== About this task ==
Go through the listing and copy every line word for word.

== Task input ==
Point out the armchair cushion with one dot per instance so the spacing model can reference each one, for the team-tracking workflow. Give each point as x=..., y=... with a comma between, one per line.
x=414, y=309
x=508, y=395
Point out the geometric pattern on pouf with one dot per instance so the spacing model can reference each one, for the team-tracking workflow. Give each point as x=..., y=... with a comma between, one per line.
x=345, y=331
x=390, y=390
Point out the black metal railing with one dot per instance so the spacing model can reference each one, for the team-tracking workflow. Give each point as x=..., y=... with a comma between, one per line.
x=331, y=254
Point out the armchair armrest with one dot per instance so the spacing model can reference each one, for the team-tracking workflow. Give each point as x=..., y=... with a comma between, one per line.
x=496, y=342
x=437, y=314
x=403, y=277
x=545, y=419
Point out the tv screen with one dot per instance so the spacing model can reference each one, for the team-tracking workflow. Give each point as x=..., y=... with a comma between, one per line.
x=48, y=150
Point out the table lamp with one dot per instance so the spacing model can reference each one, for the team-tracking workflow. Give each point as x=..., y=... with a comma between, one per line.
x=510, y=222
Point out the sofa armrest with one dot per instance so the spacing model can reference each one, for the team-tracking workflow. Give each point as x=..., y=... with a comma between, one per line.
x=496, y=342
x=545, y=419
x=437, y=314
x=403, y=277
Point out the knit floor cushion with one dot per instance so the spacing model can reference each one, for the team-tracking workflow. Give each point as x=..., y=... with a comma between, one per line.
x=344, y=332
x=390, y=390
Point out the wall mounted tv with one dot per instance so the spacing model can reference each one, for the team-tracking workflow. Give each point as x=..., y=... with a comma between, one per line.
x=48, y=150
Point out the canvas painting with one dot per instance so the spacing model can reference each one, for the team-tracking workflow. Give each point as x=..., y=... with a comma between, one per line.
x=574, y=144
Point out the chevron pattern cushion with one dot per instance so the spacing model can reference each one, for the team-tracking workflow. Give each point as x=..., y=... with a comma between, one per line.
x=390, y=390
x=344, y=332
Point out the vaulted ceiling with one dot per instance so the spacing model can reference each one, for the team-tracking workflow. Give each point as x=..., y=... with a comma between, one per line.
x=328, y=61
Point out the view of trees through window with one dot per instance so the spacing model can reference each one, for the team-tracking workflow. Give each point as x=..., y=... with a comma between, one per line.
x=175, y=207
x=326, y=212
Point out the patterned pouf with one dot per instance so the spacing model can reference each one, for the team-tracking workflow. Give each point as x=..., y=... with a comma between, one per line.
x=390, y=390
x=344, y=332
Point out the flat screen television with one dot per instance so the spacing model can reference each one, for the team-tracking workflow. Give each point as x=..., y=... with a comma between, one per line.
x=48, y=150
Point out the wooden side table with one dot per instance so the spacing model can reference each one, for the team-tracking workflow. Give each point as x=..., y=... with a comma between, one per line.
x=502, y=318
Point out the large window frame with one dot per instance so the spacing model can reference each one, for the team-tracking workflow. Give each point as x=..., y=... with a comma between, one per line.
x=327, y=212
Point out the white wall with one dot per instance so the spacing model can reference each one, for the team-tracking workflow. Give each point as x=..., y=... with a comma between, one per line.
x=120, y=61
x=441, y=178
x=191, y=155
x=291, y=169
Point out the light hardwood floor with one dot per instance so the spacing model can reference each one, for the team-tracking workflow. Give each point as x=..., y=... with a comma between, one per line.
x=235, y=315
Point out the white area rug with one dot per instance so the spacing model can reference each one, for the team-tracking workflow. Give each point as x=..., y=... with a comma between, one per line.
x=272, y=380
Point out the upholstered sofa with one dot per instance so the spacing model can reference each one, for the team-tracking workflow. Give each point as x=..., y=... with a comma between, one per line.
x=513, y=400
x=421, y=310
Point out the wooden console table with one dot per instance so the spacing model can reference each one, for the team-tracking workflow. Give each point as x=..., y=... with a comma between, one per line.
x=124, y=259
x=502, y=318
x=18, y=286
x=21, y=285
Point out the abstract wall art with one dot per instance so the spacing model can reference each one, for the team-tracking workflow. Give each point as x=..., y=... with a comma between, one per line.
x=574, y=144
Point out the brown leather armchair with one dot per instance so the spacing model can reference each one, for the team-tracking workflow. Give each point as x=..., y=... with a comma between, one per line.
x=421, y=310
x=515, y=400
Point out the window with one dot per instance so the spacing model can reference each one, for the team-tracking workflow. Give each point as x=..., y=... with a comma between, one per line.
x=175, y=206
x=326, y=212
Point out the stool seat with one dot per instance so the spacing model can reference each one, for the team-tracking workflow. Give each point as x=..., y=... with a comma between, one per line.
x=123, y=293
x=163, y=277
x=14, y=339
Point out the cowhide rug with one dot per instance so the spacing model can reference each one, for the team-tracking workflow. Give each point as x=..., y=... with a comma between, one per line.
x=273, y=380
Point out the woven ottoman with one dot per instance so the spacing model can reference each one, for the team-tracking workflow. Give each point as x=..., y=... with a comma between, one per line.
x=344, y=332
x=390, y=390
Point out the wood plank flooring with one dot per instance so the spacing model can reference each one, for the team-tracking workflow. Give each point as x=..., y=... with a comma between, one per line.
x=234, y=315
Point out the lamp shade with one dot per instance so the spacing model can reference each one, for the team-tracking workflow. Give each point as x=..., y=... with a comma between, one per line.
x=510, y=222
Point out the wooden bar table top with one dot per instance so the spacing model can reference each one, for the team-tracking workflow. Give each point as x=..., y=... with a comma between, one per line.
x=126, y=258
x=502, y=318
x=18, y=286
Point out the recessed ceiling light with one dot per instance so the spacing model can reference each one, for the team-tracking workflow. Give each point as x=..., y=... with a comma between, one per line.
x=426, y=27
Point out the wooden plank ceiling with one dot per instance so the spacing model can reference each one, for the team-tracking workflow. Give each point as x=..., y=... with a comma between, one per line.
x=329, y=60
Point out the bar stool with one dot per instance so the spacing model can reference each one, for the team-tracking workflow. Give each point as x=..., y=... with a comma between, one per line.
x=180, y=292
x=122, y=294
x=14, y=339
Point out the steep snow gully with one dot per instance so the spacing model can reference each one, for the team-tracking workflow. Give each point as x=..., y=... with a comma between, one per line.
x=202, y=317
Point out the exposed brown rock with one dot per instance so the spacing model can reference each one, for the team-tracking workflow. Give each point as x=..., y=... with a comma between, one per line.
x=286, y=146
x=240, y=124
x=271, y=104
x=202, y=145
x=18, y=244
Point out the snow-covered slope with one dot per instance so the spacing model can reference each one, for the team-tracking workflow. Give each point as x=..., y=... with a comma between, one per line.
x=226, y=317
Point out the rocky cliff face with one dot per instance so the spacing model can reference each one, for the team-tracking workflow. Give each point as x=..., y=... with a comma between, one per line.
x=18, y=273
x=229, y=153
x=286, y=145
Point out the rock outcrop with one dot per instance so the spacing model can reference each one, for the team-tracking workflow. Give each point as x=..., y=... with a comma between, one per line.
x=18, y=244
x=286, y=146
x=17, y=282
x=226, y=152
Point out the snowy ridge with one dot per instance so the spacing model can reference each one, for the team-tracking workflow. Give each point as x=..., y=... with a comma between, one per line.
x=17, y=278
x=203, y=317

== Task result ==
Point out the armchair cushion with one dot per instance so the spacing model can reference each one, for the team-tracking workflow. Give each point as x=..., y=... with a comma between, one per line.
x=414, y=309
x=508, y=395
Point out the geometric pattern on pouf with one dot per instance so the spacing model can reference each one, for the team-tracking workflow. Give each point as x=..., y=... with a comma between, one per line.
x=345, y=331
x=390, y=390
Point out the black metal railing with one dot per instance so the spacing model can reference each one, for the team-tracking workflow. Give each point as x=..., y=... with a comma between, one per line.
x=331, y=254
Point out the armchair armrest with one dot per instance so the spacing model can reference each one, for the team-tracking workflow. Give each point as x=..., y=... with a comma between, one per line.
x=496, y=342
x=437, y=314
x=403, y=277
x=545, y=419
Point out the tv screen with one dot per instance so the spacing model can reference each one, for the team-tracking workflow. Give each point as x=..., y=... with a comma between, one per line.
x=48, y=150
Point out the table lamp with one dot per instance so the spacing model can reference each one, for the team-tracking workflow. Give each point as x=..., y=... with a comma between, one per line.
x=510, y=222
Point out the sofa armrest with one dot per instance so the spacing model can reference each one, for the team-tracking workflow. Give each point as x=..., y=... with a comma between, one per line.
x=496, y=342
x=545, y=419
x=437, y=314
x=403, y=277
Point out the knit floor cushion with one dot per instance so the spacing model can reference each one, for the team-tracking workflow. Give each point as x=..., y=... with a comma between, one per line.
x=344, y=332
x=390, y=390
Point out the wall mounted tv with one dot per instance so the spacing model can reference each one, for the team-tracking workflow. Give each point as x=..., y=... with a comma between, one per line.
x=48, y=150
Point out the canvas painting with one dot per instance so the spacing model can reference each one, for the team-tracking workflow. Give each point as x=..., y=... with a comma between, one per line.
x=574, y=144
Point out the chevron pattern cushion with one dot per instance so the spacing model can reference each one, for the team-tracking workflow. Give each point as x=..., y=... with a comma between, one per line.
x=390, y=390
x=344, y=332
Point out the vaulted ceiling with one dot per instance so the spacing model can reference each one, for the team-tracking workflow. Give each point as x=..., y=... with a comma between, one per line.
x=328, y=61
Point out the view of trees through window with one dot per instance so the spacing model can reference each one, for the team-tracking workflow. Give each point as x=..., y=... with a comma between, one per line.
x=175, y=207
x=326, y=212
Point out the patterned pouf with one dot per instance so the spacing model can reference each one, for the team-tracking workflow. Give each point as x=..., y=... with a comma between, one per line.
x=390, y=390
x=344, y=332
Point out the flat screen television with one dot per instance so the spacing model can reference each one, for the team-tracking workflow. Give each point as x=..., y=... with a comma between, one per line.
x=48, y=150
Point out the wooden side table with one dot per instance so the spacing model can reference each one, for the team-tracking workflow. Give each point as x=..., y=... with a comma between, one per line.
x=502, y=318
Point out the large window frame with one dot per instance so the spacing model can reference each one, for the team-tracking workflow. Give each point as x=..., y=... with a comma between, one per line.
x=327, y=212
Point out the white wall with one dot per instance so the spacing model can reference each one, for the team-tracking workflow. Give each point as x=..., y=... with a comma between, one per line.
x=120, y=61
x=441, y=178
x=191, y=155
x=291, y=169
Point out the light hardwood floor with one dot per instance so the spacing model can reference each one, for the team-tracking workflow. Give each point as x=..., y=... with a comma between, one per line.
x=235, y=315
Point out the white area rug with one dot per instance so the spacing model can reference each one, for the team-tracking workflow. Give each point as x=..., y=... with a comma between, one per line.
x=272, y=380
Point out the upholstered sofa with one dot per instance so the spacing model can reference each one, for the team-tracking workflow. Give each point as x=..., y=... with a comma between, one per line.
x=513, y=400
x=421, y=310
Point out the wooden console table with one dot per instance so the spacing model can reference each one, for the team-tracking workflow. Give each point as x=..., y=... with a comma between, one per line.
x=124, y=259
x=502, y=318
x=18, y=286
x=21, y=285
Point out the abstract wall art with one dot per instance so the spacing model can reference each one, for the team-tracking workflow. Give each point as x=..., y=... with a comma between, one per line.
x=574, y=144
Point out the brown leather armchair with one dot per instance so the spacing model can reference each one, for the team-tracking workflow. Give each point as x=..., y=... with a comma between, one per line.
x=421, y=310
x=515, y=400
Point out the window with one dot per instance so the spacing model can reference each one, for the team-tracking workflow. Give each point as x=..., y=... with a comma between, one per line.
x=175, y=206
x=326, y=212
Point out the stool seat with one dot per instance so the spacing model can reference each one, for the team-tracking workflow. Give each point as x=..., y=... with a comma between, one per line.
x=123, y=293
x=163, y=277
x=14, y=339
Point out the cowhide rug with one dot per instance so the spacing model can reference each one, for the team-tracking workflow. Give each point as x=..., y=... with a comma between, one per line.
x=273, y=380
Point out the woven ottoman with one dot per instance so the spacing model can reference each one, for the team-tracking workflow. Give each point as x=..., y=... with a comma between, one per line.
x=344, y=332
x=390, y=390
Point out the wood plank flooring with one dot per instance so the spacing model can reference each one, for the team-tracking workflow. Give each point as x=..., y=... with a comma between, one per line.
x=234, y=315
Point out the lamp shade with one dot per instance so the spacing model can reference each one, for the team-tracking workflow. Give each point as x=..., y=... with a comma between, one per line.
x=510, y=222
Point out the wooden bar table top with one dot per instance so the spacing model can reference each one, for the team-tracking workflow. Give each point as x=..., y=... with a comma between, one per line.
x=126, y=258
x=502, y=318
x=18, y=286
Point out the recessed ceiling light with one dot per instance so the spacing model can reference each one, for the team-tracking workflow. Give each point as x=..., y=... with a comma between, one per line.
x=426, y=27
Point out the wooden plank ceiling with one dot per instance so the spacing model can reference each one, for the team-tracking workflow. Give each point as x=..., y=... with a comma between, one per line.
x=329, y=60
Point out the bar stool with one dot per instance so the spacing model can reference each one, for the team-tracking workflow. Give each point as x=..., y=... with a comma between, one per line.
x=180, y=292
x=122, y=294
x=14, y=339
Point out the steep snow gully with one dot per instance so the spacing model can reference each one, for the team-tracking workflow. Give each point as x=..., y=... with a comma between, one per line.
x=202, y=317
Point out the exposed brown rock with one dot per instance so the spacing model can reference each one, for the team-tracking workflow. Give each point as x=..., y=... with a comma between, one per line.
x=286, y=146
x=240, y=124
x=271, y=104
x=202, y=145
x=18, y=244
Point out the snow-covered slope with one dot per instance so the spacing model can reference each one, for the team-tracking workflow. Give each point as x=..., y=... with a comma between, one per line.
x=226, y=317
Point out the rocky cliff face with one dot per instance so the spacing model can reference each one, for the team-tracking workflow. Give each point as x=..., y=... with a comma between, one per line.
x=18, y=273
x=229, y=153
x=286, y=145
Point out the rock outcrop with one dot per instance so the spacing model can reference each one, for the team-tracking workflow. Give each point as x=..., y=... with a comma between, one per line.
x=18, y=244
x=286, y=146
x=17, y=282
x=226, y=152
Point out the snowy ridge with one dot per instance so the spacing model can reference each one, for the team-tracking workflow. Give each point as x=..., y=... with a comma between, one per line.
x=17, y=278
x=203, y=317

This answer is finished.